### Excerpted passage
• • • • •

Renewable Energy has Economic Benefits
There are more than 11 countries all over the world that have transitioned to cleaner energy and the race towards a fully green future is underway as other countries follow suit. There are three countries in the lead at the moment with China as the runner up with over 40% of the total global clean energy mix. China has also surpassed their 2020 solar panel target and they’re expected to exceed their wind target during the course of 2019. The country is also the global market leader for hydropower, bioenergy for electricity, heat and electric vehicles.
The USA is the second largest growth market for sustainable energy. Renewable projects in the USA are expected to gain benefits from tax incentives for distributing solar panels. Meanwhile, India’s renewable capacity is expected to double by 2022. India’s solar and wind projects represent 90% of their capacity growth. This resulted in more sales for contractors to develop power-generation capacity.
Besides the Paris Agreement, why are these countries developing sustainable energy so quickly? Well, because there is profit to be made and an increase in economic strength when transitioning to cleaner energy. Here’s how:
- Employment rates become better as more jobs are created in the renewable energy sectors.
- Renewable energy assists the poor who cannot afford electricity; sustainable energy can help provide hot water and electricity for people in rural areas.
- There could be an increase of up to 1.1% of GDP globally.
- Sustainable energy can impact trade. Reducing fuel imports can have a positive effect on trade balance which increases GDP.
- The sustainable energy sectors attract more investors which build up the economy.
- Renewable energy reduces waste.
- By transitioning to sustainable energy, there is a decrease in extreme weather such as hurricanes, cyclones and tornadoes which can cause major damage to all sectors in that region. Damages caused by extreme weather will result in major losses in profit and investments.

• • • • •

### Data supplied
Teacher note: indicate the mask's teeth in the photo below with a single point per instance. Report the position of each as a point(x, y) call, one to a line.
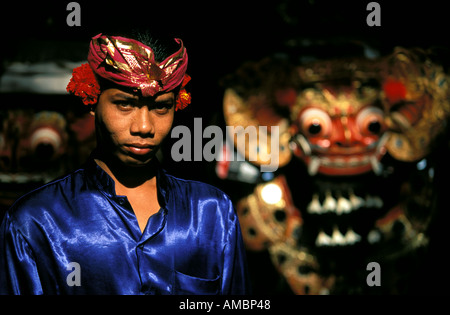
point(343, 206)
point(313, 166)
point(357, 202)
point(376, 165)
point(315, 206)
point(304, 144)
point(329, 204)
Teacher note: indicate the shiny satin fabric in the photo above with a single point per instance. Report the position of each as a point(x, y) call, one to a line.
point(192, 245)
point(130, 63)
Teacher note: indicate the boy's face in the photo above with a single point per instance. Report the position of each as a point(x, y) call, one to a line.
point(132, 128)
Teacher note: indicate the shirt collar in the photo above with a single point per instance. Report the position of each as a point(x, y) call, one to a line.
point(105, 183)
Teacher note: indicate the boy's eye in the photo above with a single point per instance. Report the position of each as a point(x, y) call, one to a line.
point(124, 104)
point(163, 106)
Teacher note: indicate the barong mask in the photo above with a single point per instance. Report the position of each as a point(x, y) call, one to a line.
point(355, 182)
point(129, 63)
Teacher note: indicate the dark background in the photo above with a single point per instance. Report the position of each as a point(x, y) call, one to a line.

• • • • •

### What you need to do
(1) According to the passage on renewable energy's economic benefits, by what year is India's renewable capacity expected to double?
(2) Restate the renewable energy passage from "- Renewable energy assists" up to and including "energy reduces waste.", substituting "shareholders" for "investors".

### Problem solutions
(1) By 2022.

(2)
- Renewable energy assists the poor who cannot afford electricity; sustainable energy can help provide hot water and electricity for people in rural areas.
- There could be an increase of up to 1.1% of GDP globally.
- Sustainable energy can impact trade. Reducing fuel imports can have a positive effect on trade balance which increases GDP.
- The sustainable energy sectors attract more shareholders which build up the economy.
- Renewable energy reduces waste.